-- YOUR GOAL --
Would you please copy every line below that includes the string "lamp"?

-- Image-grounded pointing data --
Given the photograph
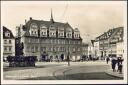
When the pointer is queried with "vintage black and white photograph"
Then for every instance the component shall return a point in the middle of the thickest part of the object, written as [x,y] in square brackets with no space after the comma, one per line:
[72,41]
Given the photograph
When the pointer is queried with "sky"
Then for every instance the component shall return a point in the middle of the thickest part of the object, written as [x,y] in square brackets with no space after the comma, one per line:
[91,18]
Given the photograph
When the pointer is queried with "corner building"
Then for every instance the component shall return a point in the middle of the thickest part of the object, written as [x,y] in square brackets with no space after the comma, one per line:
[50,38]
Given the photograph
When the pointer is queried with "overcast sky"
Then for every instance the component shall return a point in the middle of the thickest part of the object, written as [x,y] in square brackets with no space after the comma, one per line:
[92,18]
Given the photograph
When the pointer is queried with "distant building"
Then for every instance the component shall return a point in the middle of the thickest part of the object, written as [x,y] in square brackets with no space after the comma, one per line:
[8,43]
[50,38]
[85,49]
[109,42]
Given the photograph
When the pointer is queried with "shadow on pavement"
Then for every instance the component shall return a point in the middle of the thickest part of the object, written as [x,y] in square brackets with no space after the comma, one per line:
[23,68]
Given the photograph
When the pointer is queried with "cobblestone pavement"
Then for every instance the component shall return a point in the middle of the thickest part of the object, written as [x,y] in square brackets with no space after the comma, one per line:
[55,70]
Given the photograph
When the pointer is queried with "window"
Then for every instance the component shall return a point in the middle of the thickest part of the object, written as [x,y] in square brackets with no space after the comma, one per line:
[36,48]
[44,33]
[32,48]
[10,42]
[7,34]
[5,41]
[10,48]
[5,48]
[32,32]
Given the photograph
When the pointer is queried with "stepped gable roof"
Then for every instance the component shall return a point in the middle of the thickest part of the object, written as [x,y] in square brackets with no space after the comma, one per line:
[57,25]
[5,29]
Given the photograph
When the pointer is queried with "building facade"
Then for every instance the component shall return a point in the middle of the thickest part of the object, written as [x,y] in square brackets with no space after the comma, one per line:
[85,49]
[50,38]
[8,43]
[109,42]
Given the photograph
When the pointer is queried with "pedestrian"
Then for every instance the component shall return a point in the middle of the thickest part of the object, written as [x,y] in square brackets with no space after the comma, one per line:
[120,66]
[113,64]
[51,58]
[107,60]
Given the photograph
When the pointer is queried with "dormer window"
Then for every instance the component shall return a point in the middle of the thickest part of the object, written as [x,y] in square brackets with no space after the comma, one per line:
[7,34]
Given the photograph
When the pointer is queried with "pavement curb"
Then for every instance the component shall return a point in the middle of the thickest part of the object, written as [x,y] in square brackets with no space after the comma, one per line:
[115,74]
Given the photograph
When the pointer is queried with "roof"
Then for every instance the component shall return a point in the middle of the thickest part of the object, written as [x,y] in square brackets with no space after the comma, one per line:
[47,24]
[109,34]
[5,29]
[57,25]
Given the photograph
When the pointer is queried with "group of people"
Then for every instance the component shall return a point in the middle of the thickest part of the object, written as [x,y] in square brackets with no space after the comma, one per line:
[116,61]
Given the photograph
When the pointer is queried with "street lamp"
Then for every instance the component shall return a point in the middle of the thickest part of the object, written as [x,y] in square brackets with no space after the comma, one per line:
[68,57]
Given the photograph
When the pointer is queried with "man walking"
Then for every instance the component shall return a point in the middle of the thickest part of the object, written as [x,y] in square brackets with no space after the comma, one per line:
[107,60]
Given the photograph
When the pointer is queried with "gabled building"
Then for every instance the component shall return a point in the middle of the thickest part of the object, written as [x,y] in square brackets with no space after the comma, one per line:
[8,43]
[50,38]
[108,42]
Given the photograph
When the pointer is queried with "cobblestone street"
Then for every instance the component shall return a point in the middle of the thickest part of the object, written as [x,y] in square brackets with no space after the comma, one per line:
[61,71]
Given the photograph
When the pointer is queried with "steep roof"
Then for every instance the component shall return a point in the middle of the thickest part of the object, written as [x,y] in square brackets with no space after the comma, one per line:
[112,32]
[57,25]
[5,29]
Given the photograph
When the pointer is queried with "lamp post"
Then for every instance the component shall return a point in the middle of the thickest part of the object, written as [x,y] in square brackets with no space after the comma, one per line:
[68,57]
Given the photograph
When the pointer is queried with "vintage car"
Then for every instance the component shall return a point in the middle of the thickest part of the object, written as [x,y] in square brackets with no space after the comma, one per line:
[21,61]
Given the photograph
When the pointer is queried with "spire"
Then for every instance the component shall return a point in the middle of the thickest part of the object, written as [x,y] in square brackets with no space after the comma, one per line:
[51,17]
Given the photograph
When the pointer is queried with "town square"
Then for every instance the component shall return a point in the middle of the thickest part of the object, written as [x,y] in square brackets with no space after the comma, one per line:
[63,41]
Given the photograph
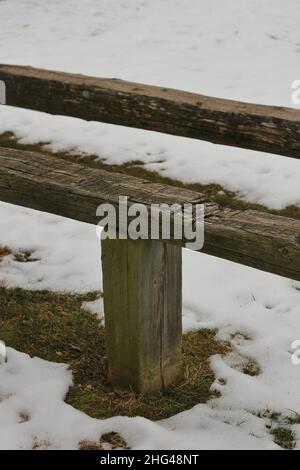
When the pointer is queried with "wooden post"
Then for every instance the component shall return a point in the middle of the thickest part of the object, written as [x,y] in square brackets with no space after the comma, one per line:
[142,282]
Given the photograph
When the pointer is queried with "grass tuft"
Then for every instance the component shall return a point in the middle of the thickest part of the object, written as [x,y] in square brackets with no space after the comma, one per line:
[284,437]
[55,327]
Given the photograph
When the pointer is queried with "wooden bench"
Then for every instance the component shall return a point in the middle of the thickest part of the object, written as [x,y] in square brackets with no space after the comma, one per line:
[142,278]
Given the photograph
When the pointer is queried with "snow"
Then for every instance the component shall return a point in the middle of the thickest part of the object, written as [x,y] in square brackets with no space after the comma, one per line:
[198,46]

-- RESPONSE --
When the pointer is queried with "street lamp"
When the pointer is queried with "lamp post"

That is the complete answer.